## SELECTED EXCERPT

========================================

DATA 607: Project 3

Author

Desiree Thomas, Denise Atherley, Kiera Griffiths

Approach -

This project is meant to explore the question, “Which data science skills are most valued?” in a collaborative process with a group of our choosing. The goal is to work effectively as a team to perform an exploratory analysis to answer this question. Because we’ve had experience working together in a past assignment and noticed that we collaborate pretty well, we (Desiree Thomas, Denise Atherley and Kiera Griffiths) decided to work together for this Project as well. We plan to fulfill the various project requirements by breaking down each key deliverable.

Collaboration:

We will be using GitHub and Slack for our primary communication. GitHub will be the host for our shared repository and we will be using GitHub Projects to track issues, manage our workflow, assign tasks to specific members and track their completion. We will use Slack to coordinate meetings and Teams for video calls. GitHub issues may be used for handling bugs and errors. We have created a README.md for documentation as well.

Data Acquisition:

To acquire a relevant data source, we used the assistance of LLM Google Gemini to suggest some data sources that could highlight which data science skills are most valued. Various options were suggested but we ultimately chose a data source from Kaggle titled, “Data Science Job Postings with Salaries 2025”, which appeared to be the most compelling. The data is a processed version of scraped data collected in 2025 with transformations made to respect company privacy and avoid redistribution of raw proprietary content.

Logical model for normalized database:

To design a normalized relational schema, we will breakdown the Data Science Job Postings table into four interconnected tables.

companies Table: Stores unique information about each company.
- company_id (Primary Key)
- company_name (from the company column)
- headquarter, industry, ownership, company_size, revenue
jobs Table: Stores the specific job postings and links to the company.
- job_id (Primary Key)
- company_id (Foreign Key ->companies.company_id)
- job_title, seniority_level, status, location, post_date, salary
skills Table: Stores a unique list of all possible skills.
- skill_id (Primary Key)
- skill_name
job_skills Table: A mapping (bridge) table to handle the many-to-many relationship between jobs and skills (since a job requires multiple skills, and a skill is required by multiple jobs).
- job_id (Foreign Key -> jobs.job_id)
- skill_id (Foreign Key -> skills.skill_id)

An Entity-Relationship (ER) diagram will be produced to document this design, illustrating how entities relate to one another. We can use resources such as draw.io, Excalidraw or Lucidchart.

========================================

## DATA FOR ANALYSIS
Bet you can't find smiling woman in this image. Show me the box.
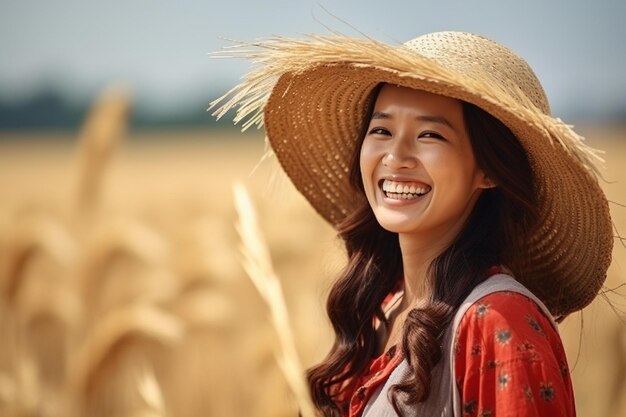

========================================

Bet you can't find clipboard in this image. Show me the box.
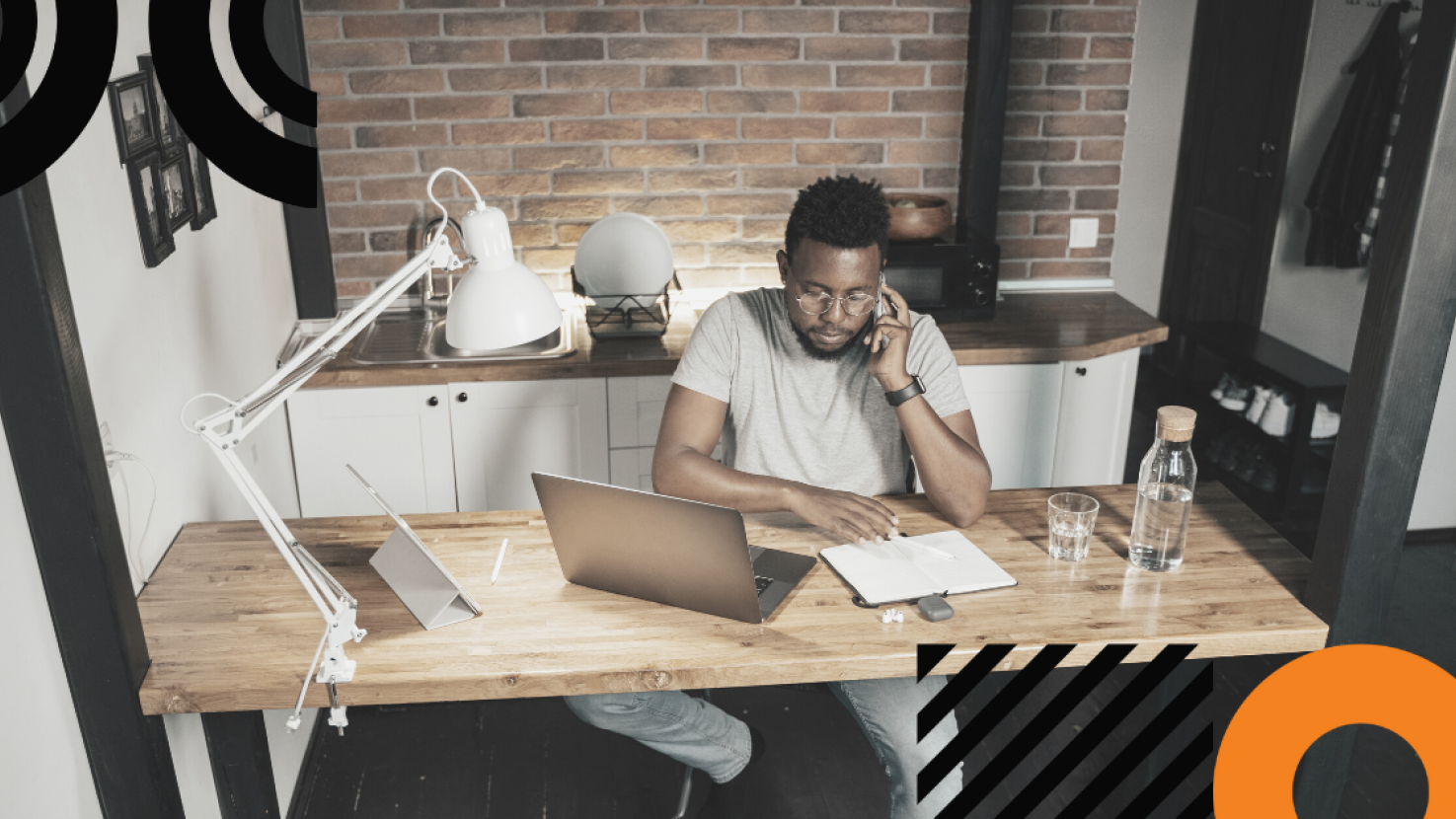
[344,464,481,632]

========================================

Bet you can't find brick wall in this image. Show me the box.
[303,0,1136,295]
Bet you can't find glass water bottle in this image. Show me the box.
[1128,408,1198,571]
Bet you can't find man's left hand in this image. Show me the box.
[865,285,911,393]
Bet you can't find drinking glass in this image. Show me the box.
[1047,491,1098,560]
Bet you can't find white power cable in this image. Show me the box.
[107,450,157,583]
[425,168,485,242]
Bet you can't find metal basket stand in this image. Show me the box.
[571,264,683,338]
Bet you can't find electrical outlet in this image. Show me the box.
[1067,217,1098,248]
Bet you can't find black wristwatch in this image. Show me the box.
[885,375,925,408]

========================================

## EXERCISE INSTRUCTIONS
Name every table in the normalized schema that the DATA 607 project write-up proposes. The material that comes after the project write-up is unrelated to it.

## SOLUTION FOR THIS TASK
companies, jobs, skills, job_skills